• [THE PROBLEM]
Every picture is to be removed, and all the data is to be copied exactly.

(Records from a collection)
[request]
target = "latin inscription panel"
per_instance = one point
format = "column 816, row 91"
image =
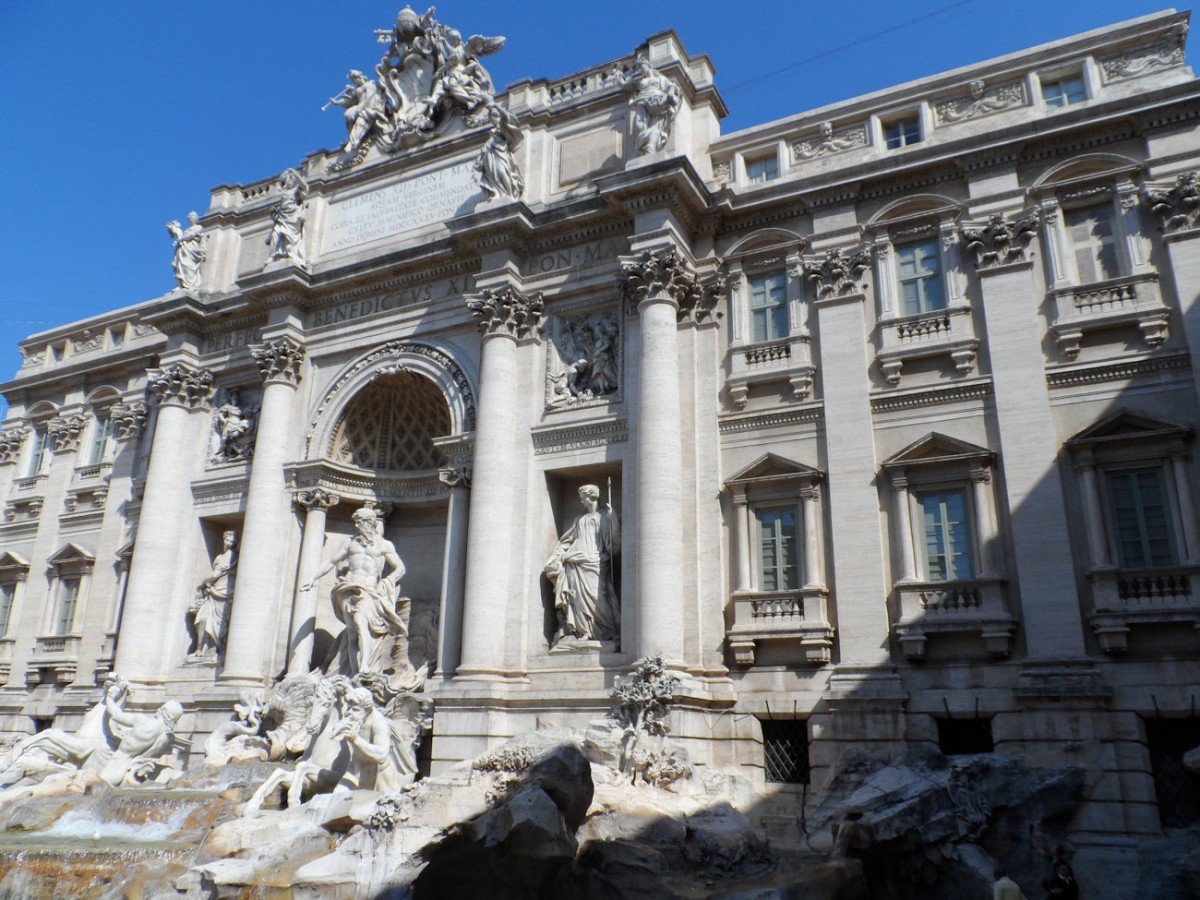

• [ANSWER TO THE PROBLEM]
[request]
target = "latin inscription panel"
per_instance = one point
format = "column 816, row 91"
image =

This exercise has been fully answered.